SET EXERCISE A:
Summarize the project introduction in two sentences.

TEXT PROVIDED:
## START

Final Project

Kevin Li

Prithvi Narasimhan

Rajiv Pasricha

Andy Zhang

Matthew Ho

Introduction and Background

Crime is unfortunately a prevalent occurrence in Chicago. With a crime index of 11, Chicago is considered to be more dangerous than 89% of the cities in the United States. Per 1,000 residents, Chicago has a violence-related crime rate of 9.08 and property-related crime rate of 30.15 (https://www.neighborhoodscout.com/il/chicago/crime). Since we believe that the quality of living standards are directly related to the socioeconomic statuses and crime rate of the communities within Chicago as a whole, we wanted to see if the quality of certain facilities in Chicago correlated with the crime rate present in the area of those facilities. We decided that we wanted to look more closely at food-centered facilities, largely restaurants located in the city of Chicago.

In Chicago alone, there are more than 7,300 restaurants among 77 communities containing more than 100 neighborhoods within a city area of 234 square miles. (https://www.cityofchicago.org/city/en/about/facts.html) Because Chicago is such a large city with so many communities in it, we believed that getting data for it would be fine-grained and that there would be a good deal of data that would give us a fine-grained overview of information regarding the communities within Chicago.

## END

Pointing and labeling entries:
## START

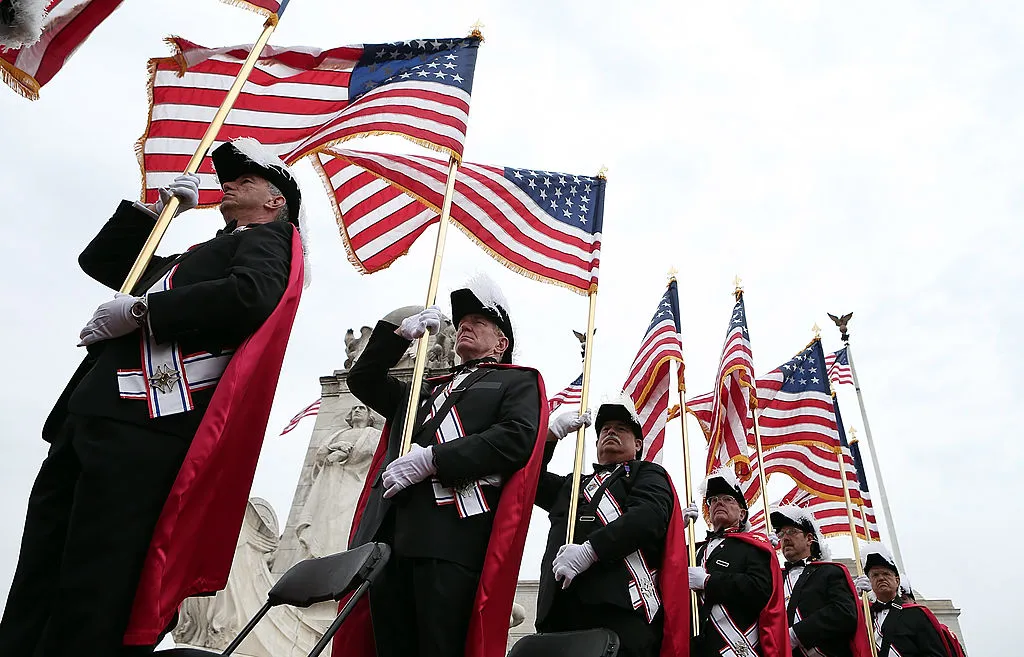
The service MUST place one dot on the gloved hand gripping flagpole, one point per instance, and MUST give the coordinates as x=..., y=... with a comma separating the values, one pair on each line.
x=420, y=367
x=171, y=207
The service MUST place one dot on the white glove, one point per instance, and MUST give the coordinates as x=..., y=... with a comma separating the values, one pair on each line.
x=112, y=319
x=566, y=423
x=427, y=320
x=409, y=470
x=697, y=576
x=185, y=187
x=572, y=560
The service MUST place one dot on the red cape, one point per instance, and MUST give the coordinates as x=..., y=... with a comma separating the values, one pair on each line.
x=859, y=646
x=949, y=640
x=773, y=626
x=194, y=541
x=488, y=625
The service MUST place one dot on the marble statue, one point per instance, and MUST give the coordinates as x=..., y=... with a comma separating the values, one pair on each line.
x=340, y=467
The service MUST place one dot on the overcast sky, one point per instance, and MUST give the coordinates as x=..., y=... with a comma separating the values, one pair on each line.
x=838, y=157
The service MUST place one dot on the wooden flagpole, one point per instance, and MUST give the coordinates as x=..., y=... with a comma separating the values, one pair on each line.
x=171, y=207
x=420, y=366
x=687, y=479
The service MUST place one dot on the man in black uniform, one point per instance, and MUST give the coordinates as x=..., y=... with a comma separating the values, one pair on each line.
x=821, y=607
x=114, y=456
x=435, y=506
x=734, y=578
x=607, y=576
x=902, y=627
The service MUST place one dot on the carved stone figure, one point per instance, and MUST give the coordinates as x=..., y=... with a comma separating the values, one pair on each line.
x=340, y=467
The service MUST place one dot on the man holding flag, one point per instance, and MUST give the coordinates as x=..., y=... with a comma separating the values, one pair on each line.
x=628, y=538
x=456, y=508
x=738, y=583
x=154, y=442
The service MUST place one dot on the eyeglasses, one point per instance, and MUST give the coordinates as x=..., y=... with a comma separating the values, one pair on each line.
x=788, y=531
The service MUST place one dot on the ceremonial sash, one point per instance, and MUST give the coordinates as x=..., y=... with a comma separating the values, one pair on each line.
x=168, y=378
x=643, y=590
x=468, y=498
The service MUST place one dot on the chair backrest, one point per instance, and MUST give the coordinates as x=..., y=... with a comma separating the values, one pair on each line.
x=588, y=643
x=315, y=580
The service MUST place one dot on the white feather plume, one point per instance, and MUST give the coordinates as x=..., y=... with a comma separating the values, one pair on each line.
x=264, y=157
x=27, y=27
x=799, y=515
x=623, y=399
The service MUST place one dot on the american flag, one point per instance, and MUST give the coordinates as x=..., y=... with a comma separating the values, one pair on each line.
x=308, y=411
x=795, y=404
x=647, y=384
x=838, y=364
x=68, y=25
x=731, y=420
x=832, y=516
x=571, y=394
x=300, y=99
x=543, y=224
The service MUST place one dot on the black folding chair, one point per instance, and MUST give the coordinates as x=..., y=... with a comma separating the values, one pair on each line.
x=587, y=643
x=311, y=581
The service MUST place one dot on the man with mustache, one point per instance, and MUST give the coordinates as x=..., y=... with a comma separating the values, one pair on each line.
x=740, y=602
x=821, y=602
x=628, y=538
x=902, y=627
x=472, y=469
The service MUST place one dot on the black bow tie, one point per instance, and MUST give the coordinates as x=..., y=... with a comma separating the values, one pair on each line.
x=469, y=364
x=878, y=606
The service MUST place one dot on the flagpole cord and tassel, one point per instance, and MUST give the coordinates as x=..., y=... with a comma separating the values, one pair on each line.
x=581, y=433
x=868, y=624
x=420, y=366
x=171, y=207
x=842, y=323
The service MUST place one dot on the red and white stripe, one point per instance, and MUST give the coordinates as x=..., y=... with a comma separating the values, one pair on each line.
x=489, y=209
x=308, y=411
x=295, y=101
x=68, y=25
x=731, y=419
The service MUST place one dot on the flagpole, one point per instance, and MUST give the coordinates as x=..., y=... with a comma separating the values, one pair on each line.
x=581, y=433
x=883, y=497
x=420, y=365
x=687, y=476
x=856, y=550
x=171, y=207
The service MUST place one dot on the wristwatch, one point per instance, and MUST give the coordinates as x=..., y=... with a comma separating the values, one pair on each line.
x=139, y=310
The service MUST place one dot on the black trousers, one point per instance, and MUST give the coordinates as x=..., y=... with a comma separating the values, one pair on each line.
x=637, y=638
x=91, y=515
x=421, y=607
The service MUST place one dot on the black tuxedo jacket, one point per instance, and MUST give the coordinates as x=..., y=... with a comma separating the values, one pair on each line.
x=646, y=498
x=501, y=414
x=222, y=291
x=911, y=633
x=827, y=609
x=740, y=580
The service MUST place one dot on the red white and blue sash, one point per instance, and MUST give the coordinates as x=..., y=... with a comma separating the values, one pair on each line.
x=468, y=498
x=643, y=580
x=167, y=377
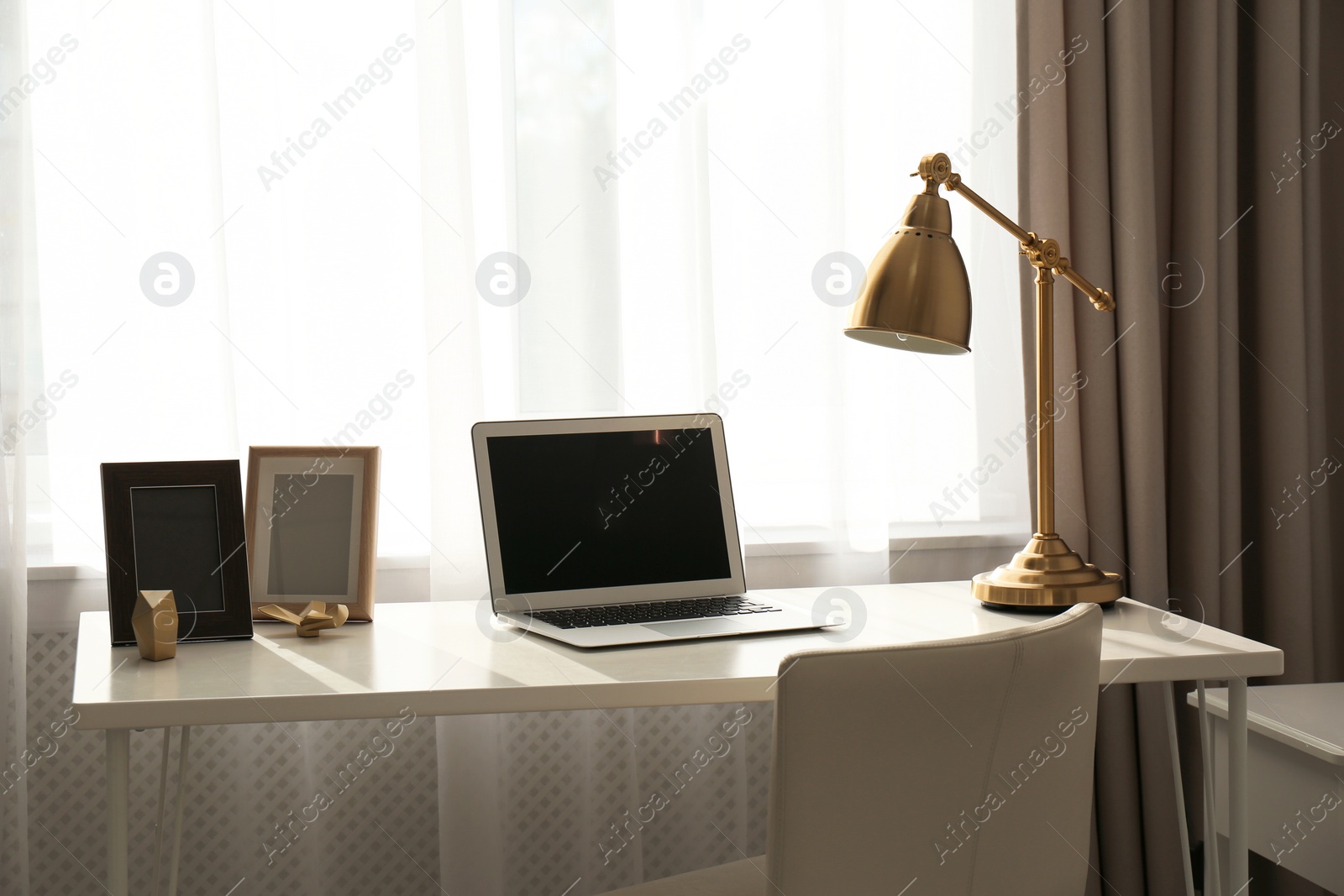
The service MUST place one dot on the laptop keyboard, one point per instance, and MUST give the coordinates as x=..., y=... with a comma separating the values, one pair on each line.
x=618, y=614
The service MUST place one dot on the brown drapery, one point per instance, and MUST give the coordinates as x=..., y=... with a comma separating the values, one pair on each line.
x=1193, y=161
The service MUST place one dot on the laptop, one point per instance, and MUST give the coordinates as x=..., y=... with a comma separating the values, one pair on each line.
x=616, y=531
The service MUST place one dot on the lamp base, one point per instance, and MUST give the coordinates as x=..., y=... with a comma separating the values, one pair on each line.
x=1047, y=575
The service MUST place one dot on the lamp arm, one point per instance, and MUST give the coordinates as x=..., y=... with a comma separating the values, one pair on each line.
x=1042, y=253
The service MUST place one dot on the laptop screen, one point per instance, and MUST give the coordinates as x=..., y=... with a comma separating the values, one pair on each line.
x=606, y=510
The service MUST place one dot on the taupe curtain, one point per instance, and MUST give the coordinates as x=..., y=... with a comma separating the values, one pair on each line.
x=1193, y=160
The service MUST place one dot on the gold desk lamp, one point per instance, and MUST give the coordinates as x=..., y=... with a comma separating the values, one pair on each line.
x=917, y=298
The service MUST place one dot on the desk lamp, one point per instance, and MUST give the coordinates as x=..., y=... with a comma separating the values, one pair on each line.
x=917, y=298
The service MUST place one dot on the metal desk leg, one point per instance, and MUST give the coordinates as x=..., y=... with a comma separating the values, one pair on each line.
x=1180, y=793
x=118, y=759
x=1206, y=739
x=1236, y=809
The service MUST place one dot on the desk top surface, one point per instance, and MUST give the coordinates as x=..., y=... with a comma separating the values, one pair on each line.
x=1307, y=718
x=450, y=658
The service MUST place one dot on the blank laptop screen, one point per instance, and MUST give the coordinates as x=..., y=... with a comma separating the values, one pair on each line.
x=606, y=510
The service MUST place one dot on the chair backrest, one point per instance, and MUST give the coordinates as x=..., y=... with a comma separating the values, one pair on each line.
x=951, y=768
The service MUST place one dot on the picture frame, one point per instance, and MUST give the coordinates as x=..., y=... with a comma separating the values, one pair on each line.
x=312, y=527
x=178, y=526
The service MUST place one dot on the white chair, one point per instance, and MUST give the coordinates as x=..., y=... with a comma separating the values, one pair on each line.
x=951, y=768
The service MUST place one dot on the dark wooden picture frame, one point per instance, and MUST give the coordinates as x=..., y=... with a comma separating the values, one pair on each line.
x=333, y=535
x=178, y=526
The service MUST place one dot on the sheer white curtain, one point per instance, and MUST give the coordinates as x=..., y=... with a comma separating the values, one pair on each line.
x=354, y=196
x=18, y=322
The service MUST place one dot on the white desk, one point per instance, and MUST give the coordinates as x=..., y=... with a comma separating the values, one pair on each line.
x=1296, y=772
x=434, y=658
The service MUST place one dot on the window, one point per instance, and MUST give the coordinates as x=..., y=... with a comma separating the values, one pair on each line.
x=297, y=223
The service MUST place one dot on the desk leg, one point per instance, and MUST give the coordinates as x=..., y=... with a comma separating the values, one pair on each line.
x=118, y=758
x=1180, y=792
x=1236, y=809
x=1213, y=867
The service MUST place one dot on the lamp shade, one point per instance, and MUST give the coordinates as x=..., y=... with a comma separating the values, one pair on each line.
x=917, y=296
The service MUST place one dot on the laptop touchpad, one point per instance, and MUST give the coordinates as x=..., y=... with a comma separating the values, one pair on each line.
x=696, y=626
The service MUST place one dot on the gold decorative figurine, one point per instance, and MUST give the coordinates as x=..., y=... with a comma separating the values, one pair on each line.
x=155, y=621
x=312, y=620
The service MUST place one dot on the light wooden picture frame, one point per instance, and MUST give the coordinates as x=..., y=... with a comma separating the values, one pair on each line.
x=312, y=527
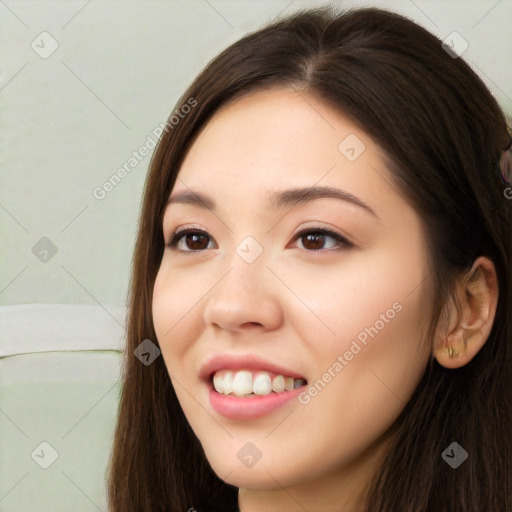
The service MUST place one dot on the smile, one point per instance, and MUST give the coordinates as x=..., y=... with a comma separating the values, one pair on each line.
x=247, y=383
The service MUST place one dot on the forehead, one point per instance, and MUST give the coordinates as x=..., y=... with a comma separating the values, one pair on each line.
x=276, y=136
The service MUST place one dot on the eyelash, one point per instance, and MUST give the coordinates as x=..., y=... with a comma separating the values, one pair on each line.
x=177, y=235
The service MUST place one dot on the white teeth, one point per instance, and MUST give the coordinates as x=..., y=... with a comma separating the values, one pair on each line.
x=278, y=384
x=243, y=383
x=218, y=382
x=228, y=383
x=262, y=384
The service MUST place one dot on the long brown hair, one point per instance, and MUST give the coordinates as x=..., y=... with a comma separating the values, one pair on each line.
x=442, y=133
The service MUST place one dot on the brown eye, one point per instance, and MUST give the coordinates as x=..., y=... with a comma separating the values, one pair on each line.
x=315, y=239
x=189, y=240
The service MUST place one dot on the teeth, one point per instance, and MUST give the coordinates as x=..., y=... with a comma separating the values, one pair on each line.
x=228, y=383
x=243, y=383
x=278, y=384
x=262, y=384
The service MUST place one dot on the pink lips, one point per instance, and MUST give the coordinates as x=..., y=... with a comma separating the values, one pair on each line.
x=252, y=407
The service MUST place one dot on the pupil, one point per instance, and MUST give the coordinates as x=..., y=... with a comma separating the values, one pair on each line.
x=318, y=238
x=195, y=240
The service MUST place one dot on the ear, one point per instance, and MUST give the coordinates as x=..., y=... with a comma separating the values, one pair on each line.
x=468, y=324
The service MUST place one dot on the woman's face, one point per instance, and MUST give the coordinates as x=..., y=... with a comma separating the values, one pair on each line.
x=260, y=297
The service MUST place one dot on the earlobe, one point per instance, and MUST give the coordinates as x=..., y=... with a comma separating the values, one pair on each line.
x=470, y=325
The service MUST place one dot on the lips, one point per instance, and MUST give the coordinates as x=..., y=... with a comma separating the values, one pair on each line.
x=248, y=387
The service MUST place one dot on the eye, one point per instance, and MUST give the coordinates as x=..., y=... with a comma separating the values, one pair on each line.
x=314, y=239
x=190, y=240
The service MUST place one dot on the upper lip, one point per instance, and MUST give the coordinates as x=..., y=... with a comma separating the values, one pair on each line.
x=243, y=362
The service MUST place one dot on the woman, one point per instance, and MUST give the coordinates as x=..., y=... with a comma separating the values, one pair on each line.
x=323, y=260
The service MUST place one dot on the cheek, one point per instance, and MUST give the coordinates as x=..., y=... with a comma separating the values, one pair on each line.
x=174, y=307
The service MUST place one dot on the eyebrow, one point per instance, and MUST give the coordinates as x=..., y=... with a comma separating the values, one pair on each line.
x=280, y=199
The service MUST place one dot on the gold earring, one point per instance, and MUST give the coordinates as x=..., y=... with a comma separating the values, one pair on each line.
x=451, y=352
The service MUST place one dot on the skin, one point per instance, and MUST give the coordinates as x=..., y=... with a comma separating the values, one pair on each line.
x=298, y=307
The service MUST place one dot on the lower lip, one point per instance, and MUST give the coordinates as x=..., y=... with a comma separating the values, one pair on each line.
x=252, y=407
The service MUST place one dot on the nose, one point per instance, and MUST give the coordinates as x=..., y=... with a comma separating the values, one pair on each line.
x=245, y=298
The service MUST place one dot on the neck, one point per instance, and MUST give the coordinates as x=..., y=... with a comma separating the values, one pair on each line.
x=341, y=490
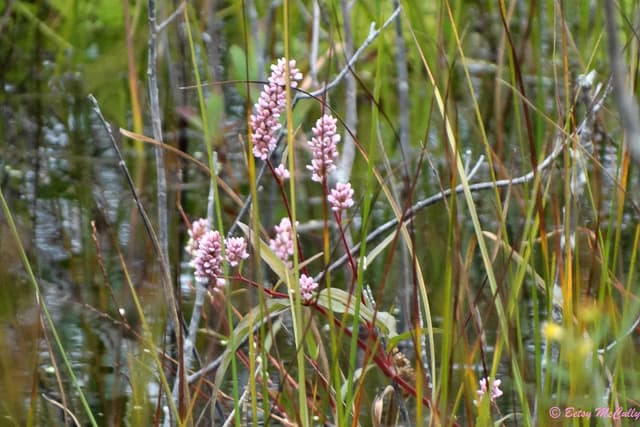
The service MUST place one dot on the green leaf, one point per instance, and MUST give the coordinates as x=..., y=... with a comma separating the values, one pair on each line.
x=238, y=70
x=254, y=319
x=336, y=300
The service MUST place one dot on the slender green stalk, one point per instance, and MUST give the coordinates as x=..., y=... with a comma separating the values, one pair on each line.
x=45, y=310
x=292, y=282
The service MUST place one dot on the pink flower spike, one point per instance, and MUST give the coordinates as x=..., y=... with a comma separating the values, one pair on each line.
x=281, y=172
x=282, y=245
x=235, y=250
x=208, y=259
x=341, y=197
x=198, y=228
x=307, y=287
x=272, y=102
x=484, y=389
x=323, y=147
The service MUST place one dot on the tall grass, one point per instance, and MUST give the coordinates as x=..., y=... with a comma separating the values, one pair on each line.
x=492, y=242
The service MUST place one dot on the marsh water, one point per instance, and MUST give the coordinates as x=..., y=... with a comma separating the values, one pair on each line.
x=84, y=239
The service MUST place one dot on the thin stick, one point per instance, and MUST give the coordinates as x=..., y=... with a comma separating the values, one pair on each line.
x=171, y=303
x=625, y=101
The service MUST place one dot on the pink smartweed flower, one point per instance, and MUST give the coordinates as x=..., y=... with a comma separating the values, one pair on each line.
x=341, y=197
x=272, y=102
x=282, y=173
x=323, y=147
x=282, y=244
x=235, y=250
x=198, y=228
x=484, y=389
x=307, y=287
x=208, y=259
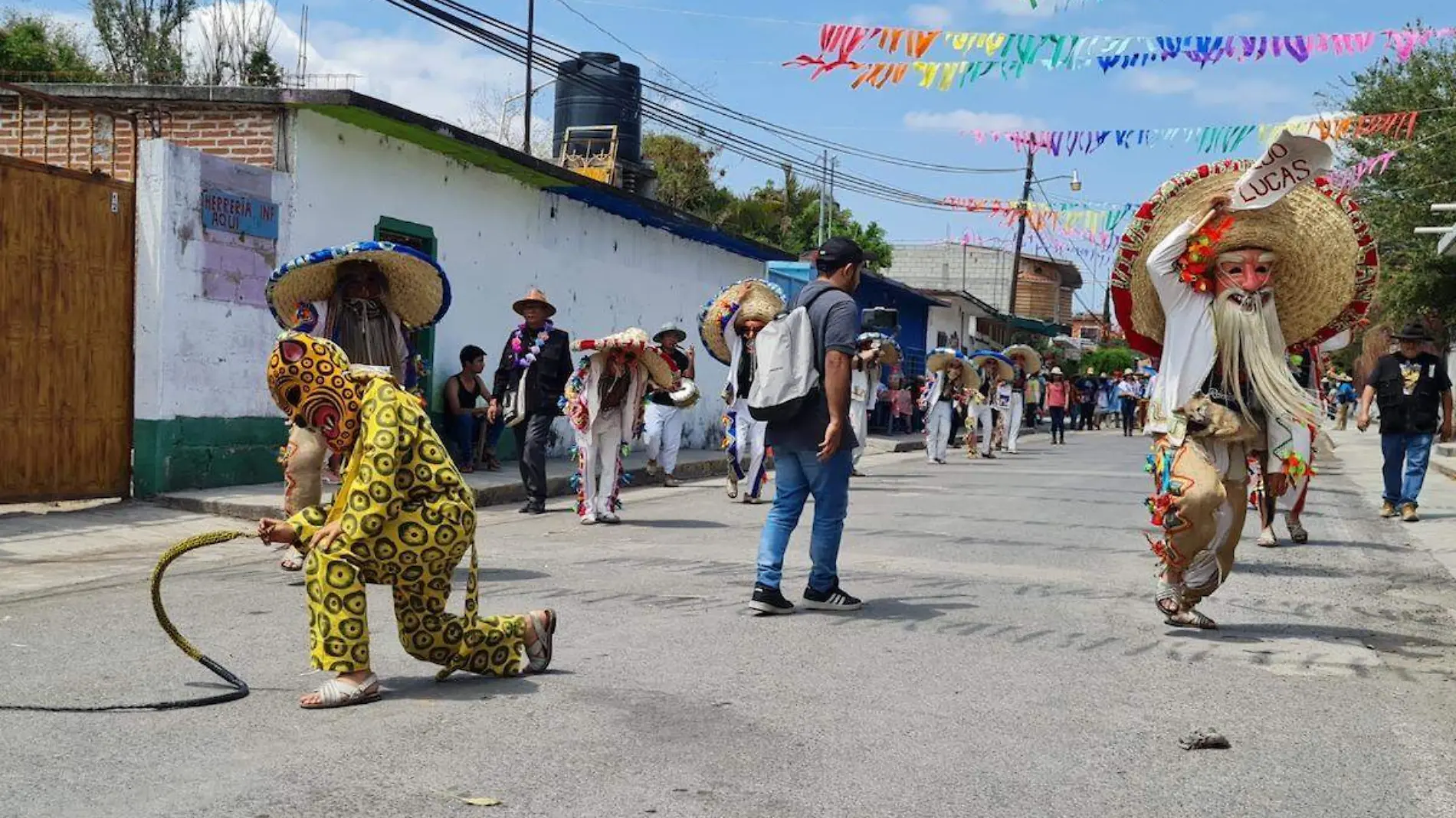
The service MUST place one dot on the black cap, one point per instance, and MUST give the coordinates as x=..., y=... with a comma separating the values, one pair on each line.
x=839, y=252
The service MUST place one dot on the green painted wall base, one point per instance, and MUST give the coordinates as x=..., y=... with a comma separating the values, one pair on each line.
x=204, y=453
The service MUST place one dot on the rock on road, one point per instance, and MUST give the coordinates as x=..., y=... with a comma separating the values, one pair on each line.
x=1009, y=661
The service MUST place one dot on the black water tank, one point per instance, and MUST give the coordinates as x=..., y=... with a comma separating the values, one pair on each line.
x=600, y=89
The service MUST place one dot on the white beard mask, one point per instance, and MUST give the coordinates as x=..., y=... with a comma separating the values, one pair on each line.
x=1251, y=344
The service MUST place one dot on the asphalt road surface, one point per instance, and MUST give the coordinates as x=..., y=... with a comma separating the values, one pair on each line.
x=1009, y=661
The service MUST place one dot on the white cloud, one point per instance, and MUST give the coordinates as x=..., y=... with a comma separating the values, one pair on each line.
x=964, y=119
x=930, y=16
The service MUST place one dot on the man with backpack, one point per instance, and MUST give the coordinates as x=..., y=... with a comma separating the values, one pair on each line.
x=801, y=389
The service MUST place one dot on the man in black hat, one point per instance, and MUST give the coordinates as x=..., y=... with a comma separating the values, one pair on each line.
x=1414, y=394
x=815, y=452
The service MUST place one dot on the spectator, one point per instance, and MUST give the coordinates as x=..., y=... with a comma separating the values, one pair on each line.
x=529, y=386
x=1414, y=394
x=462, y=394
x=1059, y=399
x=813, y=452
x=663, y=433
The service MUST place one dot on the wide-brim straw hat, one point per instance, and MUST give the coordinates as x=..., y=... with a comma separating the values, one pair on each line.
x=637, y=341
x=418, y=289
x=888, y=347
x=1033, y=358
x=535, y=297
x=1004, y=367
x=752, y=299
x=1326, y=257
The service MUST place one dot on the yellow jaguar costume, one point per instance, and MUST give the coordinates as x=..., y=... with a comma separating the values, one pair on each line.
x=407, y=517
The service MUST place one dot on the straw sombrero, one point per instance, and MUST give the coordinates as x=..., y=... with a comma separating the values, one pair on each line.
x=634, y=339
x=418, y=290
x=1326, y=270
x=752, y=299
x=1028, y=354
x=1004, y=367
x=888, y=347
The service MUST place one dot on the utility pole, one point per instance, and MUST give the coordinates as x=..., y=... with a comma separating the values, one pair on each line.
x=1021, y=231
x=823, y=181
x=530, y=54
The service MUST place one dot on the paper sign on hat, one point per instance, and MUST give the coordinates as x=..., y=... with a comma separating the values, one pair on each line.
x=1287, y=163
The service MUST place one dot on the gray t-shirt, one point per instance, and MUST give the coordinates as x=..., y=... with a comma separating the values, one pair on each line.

## END

SET EXERCISE B:
Give as a JSON list of strings everything in the rows from the line that contains "The service MUST place one dot on the slender" down to the line that contains "x=600, y=89", both included. Use one string per line, omit blank lines, and leave the pictures out.

RIGHT ANSWER A:
The introduction reports that Chicago, with a crime index of 11, is considered more dangerous than 89% of U.S. cities, and that the group wanted to see whether the quality of facilities in Chicago, largely restaurants, correlated with the crime rate in their areas. It adds that the city has more than 7,300 restaurants among 77 communities, which the group believed would yield fine-grained data about those communities.

RIGHT ANSWER B:
[
  "The service MUST place one dot on the slender green stalk, one point per instance, and MUST give the coordinates as x=..., y=... with a comma separating the values, one pair on each line.",
  "x=45, y=310",
  "x=292, y=282",
  "The service MUST place one dot on the pink flower spike, one point per instance, and MUST give the coordinates as x=..., y=... with a comma separating the values, one pair on each line.",
  "x=281, y=172",
  "x=282, y=245",
  "x=235, y=250",
  "x=208, y=259",
  "x=341, y=197",
  "x=198, y=228",
  "x=307, y=287",
  "x=272, y=102",
  "x=484, y=389",
  "x=323, y=147",
  "The service MUST place one dot on the tall grass, one point per instance, and MUST give the coordinates as x=..., y=... with a comma separating the values, one pair on each line.",
  "x=492, y=242",
  "The service MUST place one dot on the marsh water, one point per instance, and MUST give the coordinates as x=..., y=... with a comma separating the values, one pair on each line.",
  "x=84, y=239",
  "The service MUST place one dot on the thin stick, one point per instance, and MUST give the coordinates as x=..., y=... with a comma separating the values, one pair on each line.",
  "x=171, y=303",
  "x=625, y=101",
  "The service MUST place one dot on the pink smartweed flower, one point per instance, and MUST give the coordinates as x=..., y=... with a comma separating the values, one pair on each line.",
  "x=341, y=197",
  "x=272, y=102",
  "x=282, y=173",
  "x=323, y=147",
  "x=282, y=244",
  "x=235, y=250",
  "x=198, y=228",
  "x=484, y=389",
  "x=307, y=287",
  "x=208, y=259",
  "The service MUST place one dot on the black cap, one point per instance, and MUST give the coordinates as x=..., y=... with a comma separating the values, one pair on each line.",
  "x=839, y=252",
  "The service MUST place one dot on the green painted wall base, one point per instance, and MUST give the coordinates as x=..., y=... with a comma separating the values, one pair on each line.",
  "x=204, y=453",
  "The service MUST place one dot on the rock on road, one point per instance, and MUST give the coordinates as x=..., y=... with a comma separating the values, one pair on each line.",
  "x=1009, y=661",
  "The service MUST place one dot on the black water tank, one point per instance, and MUST give the coordinates as x=..., y=... with a comma separating the values, one pair on each line.",
  "x=600, y=89"
]